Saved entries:
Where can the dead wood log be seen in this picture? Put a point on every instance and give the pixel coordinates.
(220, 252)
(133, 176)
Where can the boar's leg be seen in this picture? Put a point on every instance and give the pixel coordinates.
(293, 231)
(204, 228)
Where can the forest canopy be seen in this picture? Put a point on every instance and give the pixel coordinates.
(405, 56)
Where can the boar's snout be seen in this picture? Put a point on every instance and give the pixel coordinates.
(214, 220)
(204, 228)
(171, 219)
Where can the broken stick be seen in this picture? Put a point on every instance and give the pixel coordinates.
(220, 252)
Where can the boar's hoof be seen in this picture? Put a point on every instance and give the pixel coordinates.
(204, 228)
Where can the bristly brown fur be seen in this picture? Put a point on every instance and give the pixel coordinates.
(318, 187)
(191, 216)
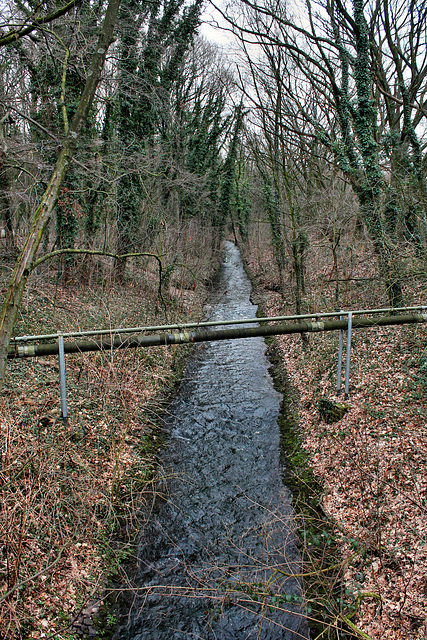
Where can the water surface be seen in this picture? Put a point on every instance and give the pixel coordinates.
(222, 539)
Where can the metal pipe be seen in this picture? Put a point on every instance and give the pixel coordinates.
(340, 341)
(206, 335)
(62, 379)
(211, 323)
(347, 361)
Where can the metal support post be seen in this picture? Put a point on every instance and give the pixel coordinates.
(340, 341)
(62, 380)
(347, 362)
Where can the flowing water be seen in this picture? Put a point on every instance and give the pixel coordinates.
(215, 558)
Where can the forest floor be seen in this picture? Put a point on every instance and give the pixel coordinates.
(71, 493)
(371, 465)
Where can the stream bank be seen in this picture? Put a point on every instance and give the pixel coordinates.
(217, 558)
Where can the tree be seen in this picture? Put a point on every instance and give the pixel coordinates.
(43, 212)
(341, 53)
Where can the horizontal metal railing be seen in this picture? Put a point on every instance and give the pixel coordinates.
(211, 323)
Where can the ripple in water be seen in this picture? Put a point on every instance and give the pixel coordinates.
(216, 558)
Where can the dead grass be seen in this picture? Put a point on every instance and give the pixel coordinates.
(70, 494)
(372, 463)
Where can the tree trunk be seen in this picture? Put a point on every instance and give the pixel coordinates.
(25, 260)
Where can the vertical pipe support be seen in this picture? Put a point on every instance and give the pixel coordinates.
(347, 362)
(340, 342)
(62, 379)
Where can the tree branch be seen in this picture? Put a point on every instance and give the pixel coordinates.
(15, 34)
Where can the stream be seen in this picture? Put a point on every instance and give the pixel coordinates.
(217, 556)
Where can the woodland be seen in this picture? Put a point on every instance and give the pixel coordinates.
(130, 147)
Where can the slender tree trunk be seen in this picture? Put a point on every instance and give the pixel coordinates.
(25, 260)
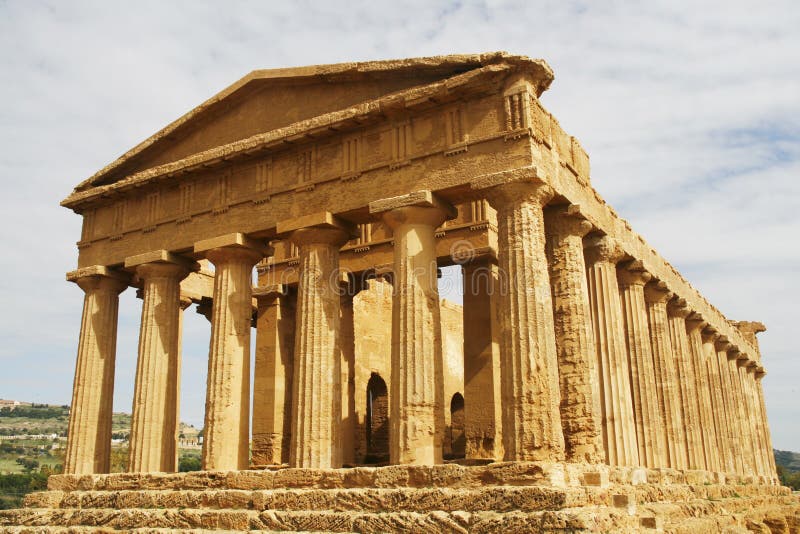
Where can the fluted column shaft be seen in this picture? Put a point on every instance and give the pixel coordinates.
(729, 378)
(89, 436)
(416, 414)
(743, 426)
(667, 389)
(716, 389)
(747, 373)
(687, 386)
(272, 379)
(707, 427)
(649, 429)
(772, 473)
(529, 363)
(316, 392)
(154, 425)
(577, 361)
(482, 408)
(619, 429)
(226, 432)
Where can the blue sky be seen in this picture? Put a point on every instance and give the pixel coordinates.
(690, 113)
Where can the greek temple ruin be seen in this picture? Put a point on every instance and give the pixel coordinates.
(343, 190)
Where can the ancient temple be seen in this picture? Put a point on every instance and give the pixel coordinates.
(584, 384)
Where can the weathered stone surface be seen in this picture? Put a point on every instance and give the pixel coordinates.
(366, 179)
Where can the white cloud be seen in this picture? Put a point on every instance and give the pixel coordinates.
(689, 111)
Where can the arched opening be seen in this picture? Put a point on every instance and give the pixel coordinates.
(458, 440)
(377, 420)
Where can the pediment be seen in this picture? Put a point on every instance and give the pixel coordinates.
(266, 100)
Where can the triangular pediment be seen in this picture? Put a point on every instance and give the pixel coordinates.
(266, 100)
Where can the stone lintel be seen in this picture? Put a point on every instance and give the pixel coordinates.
(425, 199)
(754, 327)
(237, 240)
(322, 219)
(270, 292)
(97, 270)
(161, 256)
(523, 174)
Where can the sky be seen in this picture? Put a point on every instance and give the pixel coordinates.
(690, 112)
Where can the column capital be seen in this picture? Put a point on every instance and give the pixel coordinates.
(322, 228)
(99, 277)
(656, 292)
(419, 207)
(603, 249)
(566, 220)
(695, 321)
(160, 257)
(229, 246)
(677, 308)
(514, 185)
(710, 335)
(633, 273)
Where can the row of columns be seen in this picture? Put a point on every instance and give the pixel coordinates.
(596, 361)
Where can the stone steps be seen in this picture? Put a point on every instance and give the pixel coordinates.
(502, 497)
(573, 520)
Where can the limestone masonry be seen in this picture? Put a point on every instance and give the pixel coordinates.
(583, 385)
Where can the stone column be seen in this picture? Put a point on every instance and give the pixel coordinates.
(416, 393)
(349, 289)
(649, 429)
(529, 362)
(154, 424)
(272, 379)
(743, 426)
(226, 434)
(694, 327)
(577, 360)
(482, 408)
(686, 382)
(89, 436)
(317, 385)
(732, 405)
(772, 472)
(754, 413)
(619, 430)
(719, 406)
(667, 388)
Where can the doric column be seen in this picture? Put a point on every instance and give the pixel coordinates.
(154, 424)
(317, 384)
(416, 393)
(226, 434)
(350, 287)
(649, 428)
(529, 362)
(694, 327)
(760, 373)
(482, 407)
(728, 376)
(754, 413)
(89, 436)
(577, 360)
(743, 426)
(719, 406)
(667, 388)
(686, 382)
(272, 379)
(602, 255)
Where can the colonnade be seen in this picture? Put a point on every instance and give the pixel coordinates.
(597, 361)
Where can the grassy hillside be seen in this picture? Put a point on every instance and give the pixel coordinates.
(49, 419)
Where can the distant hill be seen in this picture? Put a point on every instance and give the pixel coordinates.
(35, 419)
(789, 460)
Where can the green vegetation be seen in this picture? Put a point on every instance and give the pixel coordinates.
(788, 465)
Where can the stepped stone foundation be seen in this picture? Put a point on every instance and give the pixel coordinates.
(585, 385)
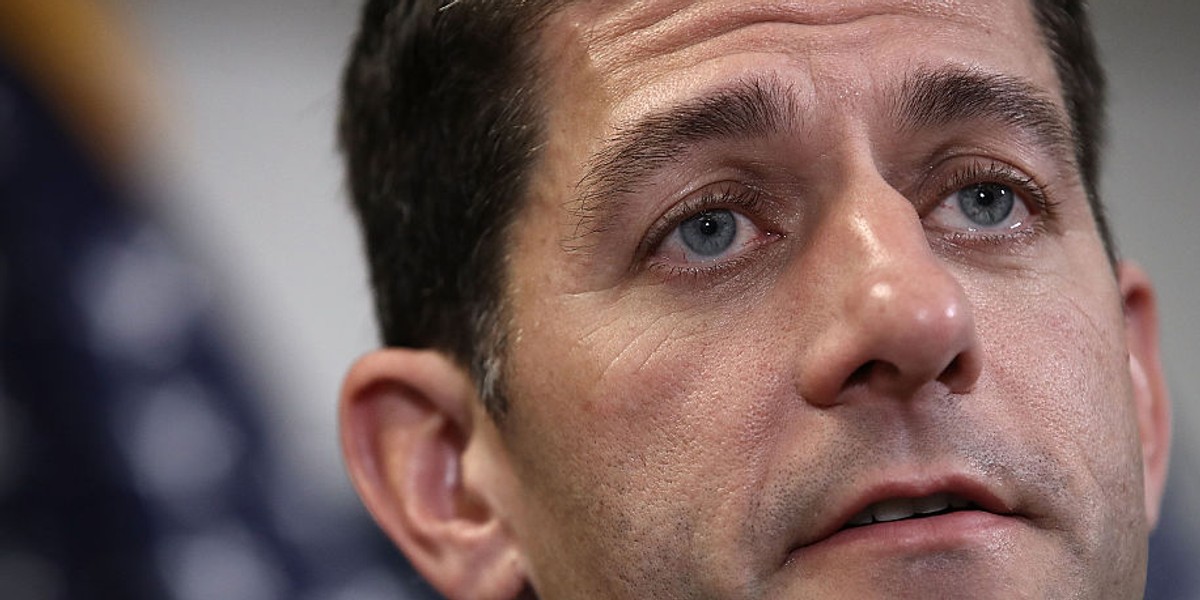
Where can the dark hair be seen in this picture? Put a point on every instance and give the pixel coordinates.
(1068, 35)
(441, 124)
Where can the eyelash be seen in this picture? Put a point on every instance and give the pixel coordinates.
(749, 199)
(721, 196)
(1042, 207)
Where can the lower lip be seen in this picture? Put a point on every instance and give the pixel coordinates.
(954, 531)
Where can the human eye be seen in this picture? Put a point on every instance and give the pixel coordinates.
(990, 201)
(711, 231)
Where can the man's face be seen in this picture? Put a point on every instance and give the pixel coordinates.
(795, 275)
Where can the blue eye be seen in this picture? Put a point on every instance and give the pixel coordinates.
(984, 208)
(987, 204)
(709, 233)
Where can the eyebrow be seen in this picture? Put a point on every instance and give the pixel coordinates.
(743, 111)
(930, 99)
(755, 108)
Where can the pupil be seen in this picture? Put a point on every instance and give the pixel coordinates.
(987, 204)
(709, 233)
(987, 196)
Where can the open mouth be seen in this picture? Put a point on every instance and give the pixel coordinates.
(899, 509)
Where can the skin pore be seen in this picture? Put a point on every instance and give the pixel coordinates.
(785, 263)
(689, 429)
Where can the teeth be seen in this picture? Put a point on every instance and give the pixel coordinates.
(928, 504)
(895, 509)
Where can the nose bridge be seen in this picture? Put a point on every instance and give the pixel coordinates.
(899, 318)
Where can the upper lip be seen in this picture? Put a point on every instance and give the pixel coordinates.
(972, 490)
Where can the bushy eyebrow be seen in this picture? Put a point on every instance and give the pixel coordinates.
(756, 108)
(747, 109)
(933, 99)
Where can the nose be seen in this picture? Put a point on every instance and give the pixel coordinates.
(900, 321)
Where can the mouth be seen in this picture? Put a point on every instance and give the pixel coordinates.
(903, 509)
(931, 514)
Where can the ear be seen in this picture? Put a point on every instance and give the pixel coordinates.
(1149, 385)
(407, 420)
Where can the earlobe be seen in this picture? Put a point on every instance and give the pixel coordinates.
(407, 419)
(1149, 384)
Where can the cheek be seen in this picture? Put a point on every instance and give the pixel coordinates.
(1056, 378)
(643, 429)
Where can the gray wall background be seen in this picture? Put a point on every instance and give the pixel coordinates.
(250, 178)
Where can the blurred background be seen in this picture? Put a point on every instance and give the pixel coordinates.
(207, 225)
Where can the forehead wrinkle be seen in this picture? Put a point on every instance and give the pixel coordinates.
(625, 33)
(751, 108)
(937, 97)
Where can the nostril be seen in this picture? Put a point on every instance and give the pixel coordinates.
(862, 375)
(963, 372)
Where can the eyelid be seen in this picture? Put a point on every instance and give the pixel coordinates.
(724, 195)
(982, 169)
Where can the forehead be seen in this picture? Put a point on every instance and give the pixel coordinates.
(634, 55)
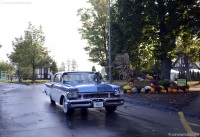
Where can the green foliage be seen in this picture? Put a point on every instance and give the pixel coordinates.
(29, 52)
(164, 82)
(8, 67)
(148, 30)
(122, 66)
(94, 30)
(54, 67)
(127, 87)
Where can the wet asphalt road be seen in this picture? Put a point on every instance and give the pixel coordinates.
(25, 111)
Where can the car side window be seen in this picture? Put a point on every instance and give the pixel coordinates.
(57, 78)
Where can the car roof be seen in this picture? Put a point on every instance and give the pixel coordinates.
(64, 72)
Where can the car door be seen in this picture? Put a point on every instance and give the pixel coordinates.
(54, 87)
(58, 90)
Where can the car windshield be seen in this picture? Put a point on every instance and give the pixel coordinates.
(80, 78)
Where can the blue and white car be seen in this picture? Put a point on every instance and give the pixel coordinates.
(83, 89)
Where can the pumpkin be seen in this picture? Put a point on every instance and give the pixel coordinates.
(163, 91)
(174, 90)
(143, 90)
(152, 90)
(128, 91)
(187, 90)
(180, 91)
(169, 90)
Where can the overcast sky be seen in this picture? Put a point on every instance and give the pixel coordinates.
(59, 21)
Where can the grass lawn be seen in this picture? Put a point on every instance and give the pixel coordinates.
(25, 81)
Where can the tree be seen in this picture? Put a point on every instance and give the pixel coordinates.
(28, 50)
(62, 68)
(8, 67)
(94, 30)
(74, 65)
(68, 65)
(93, 68)
(54, 67)
(122, 65)
(151, 27)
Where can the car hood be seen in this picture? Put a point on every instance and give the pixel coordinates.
(93, 87)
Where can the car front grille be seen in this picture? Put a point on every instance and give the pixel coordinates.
(95, 95)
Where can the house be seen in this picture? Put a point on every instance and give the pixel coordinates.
(179, 66)
(44, 73)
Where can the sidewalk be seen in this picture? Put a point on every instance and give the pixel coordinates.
(192, 110)
(194, 107)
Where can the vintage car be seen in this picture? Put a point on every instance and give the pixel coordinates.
(81, 89)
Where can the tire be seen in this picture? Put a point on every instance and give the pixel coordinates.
(66, 110)
(52, 101)
(111, 109)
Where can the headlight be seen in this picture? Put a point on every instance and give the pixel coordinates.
(119, 91)
(72, 94)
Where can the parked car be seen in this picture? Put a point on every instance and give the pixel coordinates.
(81, 89)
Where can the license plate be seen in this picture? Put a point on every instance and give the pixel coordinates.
(98, 104)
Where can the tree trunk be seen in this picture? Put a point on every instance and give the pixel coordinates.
(187, 67)
(33, 73)
(165, 68)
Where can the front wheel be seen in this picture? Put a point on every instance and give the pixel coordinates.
(111, 109)
(52, 101)
(66, 109)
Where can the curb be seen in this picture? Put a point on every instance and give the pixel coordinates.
(157, 106)
(147, 103)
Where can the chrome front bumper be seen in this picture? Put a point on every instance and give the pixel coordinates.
(89, 103)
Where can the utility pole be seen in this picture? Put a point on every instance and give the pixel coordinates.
(109, 46)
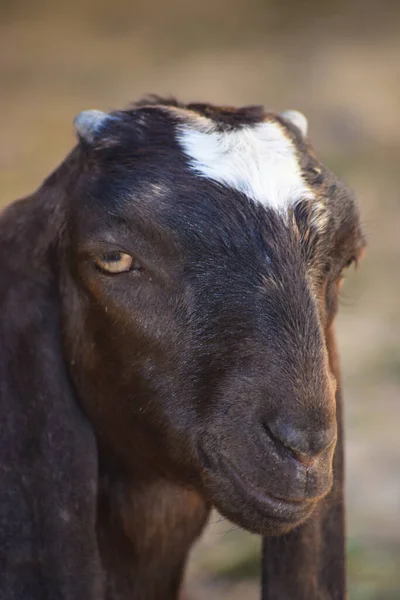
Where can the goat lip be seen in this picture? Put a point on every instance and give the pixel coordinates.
(281, 505)
(278, 509)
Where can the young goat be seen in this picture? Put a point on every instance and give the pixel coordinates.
(167, 298)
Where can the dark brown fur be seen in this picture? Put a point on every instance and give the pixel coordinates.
(130, 404)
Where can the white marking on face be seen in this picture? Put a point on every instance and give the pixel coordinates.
(259, 160)
(298, 119)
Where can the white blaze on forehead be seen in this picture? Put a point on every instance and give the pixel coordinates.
(257, 160)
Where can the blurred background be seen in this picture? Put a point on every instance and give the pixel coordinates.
(339, 63)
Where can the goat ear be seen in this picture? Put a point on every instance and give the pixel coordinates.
(48, 457)
(90, 123)
(297, 119)
(309, 562)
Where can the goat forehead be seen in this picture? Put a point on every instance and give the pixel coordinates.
(257, 160)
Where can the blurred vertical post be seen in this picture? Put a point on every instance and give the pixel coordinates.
(309, 562)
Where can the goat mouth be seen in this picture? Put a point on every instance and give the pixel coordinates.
(250, 505)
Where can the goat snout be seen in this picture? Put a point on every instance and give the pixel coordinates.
(304, 444)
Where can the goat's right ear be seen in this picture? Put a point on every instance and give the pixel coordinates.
(90, 123)
(48, 456)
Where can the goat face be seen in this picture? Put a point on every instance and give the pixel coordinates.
(205, 248)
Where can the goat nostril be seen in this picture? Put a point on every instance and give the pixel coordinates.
(305, 446)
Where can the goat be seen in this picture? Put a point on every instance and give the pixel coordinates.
(167, 300)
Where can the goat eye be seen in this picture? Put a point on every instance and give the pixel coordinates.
(115, 262)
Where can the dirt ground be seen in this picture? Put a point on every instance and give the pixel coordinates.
(337, 62)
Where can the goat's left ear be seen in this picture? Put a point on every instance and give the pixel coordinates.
(297, 119)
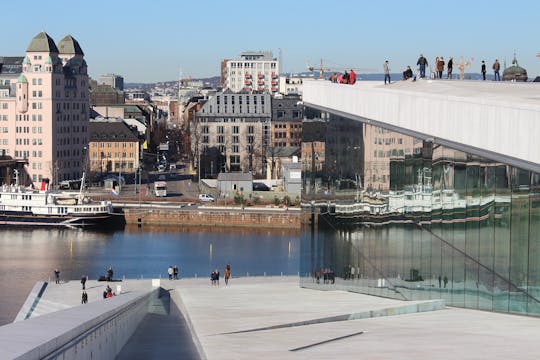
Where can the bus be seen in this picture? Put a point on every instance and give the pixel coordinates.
(160, 188)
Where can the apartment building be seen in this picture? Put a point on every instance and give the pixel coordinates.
(44, 109)
(236, 128)
(252, 72)
(113, 147)
(286, 129)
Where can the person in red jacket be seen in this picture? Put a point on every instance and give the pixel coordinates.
(352, 77)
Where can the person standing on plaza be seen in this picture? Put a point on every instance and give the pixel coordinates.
(352, 77)
(227, 274)
(345, 78)
(422, 62)
(440, 67)
(450, 66)
(110, 274)
(57, 276)
(386, 72)
(496, 68)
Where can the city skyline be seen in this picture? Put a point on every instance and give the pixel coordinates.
(162, 43)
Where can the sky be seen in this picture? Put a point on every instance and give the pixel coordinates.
(150, 41)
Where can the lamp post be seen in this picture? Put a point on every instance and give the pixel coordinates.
(101, 154)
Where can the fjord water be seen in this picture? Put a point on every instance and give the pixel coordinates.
(30, 255)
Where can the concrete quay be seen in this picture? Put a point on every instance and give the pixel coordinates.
(273, 317)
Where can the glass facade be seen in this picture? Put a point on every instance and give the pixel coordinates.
(391, 215)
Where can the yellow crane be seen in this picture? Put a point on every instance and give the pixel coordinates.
(323, 67)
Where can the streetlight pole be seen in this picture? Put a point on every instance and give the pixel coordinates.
(199, 170)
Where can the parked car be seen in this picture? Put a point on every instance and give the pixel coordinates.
(260, 187)
(206, 198)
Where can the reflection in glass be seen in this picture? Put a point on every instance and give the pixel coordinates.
(391, 215)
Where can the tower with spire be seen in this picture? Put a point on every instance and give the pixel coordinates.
(48, 118)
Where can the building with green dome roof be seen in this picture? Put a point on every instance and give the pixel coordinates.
(44, 96)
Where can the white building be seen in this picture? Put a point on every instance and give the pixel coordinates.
(113, 80)
(252, 71)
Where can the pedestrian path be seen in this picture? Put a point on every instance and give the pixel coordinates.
(275, 318)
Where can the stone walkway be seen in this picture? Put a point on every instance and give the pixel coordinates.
(225, 320)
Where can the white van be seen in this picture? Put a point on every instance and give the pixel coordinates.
(206, 198)
(160, 188)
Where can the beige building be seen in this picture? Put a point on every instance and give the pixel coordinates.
(252, 71)
(236, 127)
(114, 147)
(381, 145)
(44, 109)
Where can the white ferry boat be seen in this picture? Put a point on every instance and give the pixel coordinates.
(29, 207)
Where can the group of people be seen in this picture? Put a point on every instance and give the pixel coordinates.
(439, 66)
(214, 275)
(345, 78)
(172, 271)
(328, 275)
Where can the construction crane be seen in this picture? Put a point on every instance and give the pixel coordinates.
(322, 68)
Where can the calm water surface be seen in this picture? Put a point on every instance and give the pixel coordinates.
(30, 255)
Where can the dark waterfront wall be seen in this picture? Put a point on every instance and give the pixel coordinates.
(289, 219)
(391, 215)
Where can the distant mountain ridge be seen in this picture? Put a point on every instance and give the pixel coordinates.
(215, 81)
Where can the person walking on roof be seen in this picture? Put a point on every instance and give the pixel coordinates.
(496, 68)
(422, 62)
(352, 77)
(450, 66)
(386, 72)
(440, 67)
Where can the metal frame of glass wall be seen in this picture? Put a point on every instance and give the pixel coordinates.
(391, 215)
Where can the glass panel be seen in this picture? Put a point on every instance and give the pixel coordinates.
(533, 285)
(390, 215)
(502, 219)
(519, 240)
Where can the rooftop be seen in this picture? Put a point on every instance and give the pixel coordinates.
(110, 131)
(241, 321)
(68, 45)
(496, 120)
(42, 42)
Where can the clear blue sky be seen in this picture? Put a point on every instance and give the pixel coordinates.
(148, 41)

* **Task statement**
Give back exactly the lines from the one containing "Where can the distant mountain" through the last line of the records.

* **Answer for this exercise**
Where can the distant mountain ridge be seen in this picture? Put a point on every instance and give the pixel coordinates.
(215, 81)
Where can the person walking on roof be seen in this picture? Put a point on every instance and give the pixel coordinates.
(496, 68)
(422, 62)
(352, 77)
(450, 66)
(386, 72)
(440, 67)
Where can the metal frame of glass wall be seen in this picture? Put a point on every instance and give the pixel coordinates.
(391, 215)
Where can the glass panel be seen in this picture? Put a point on every instance and give the pixel coordinates.
(533, 285)
(390, 215)
(502, 219)
(519, 240)
Where can the rooftop be seen in this picture? Put a point on every instance and give the pixel coordinates.
(110, 131)
(241, 321)
(68, 45)
(496, 120)
(42, 42)
Where can the clear blue sky be seen in this picture? Put a point on every instance and give the pixel coordinates.
(148, 41)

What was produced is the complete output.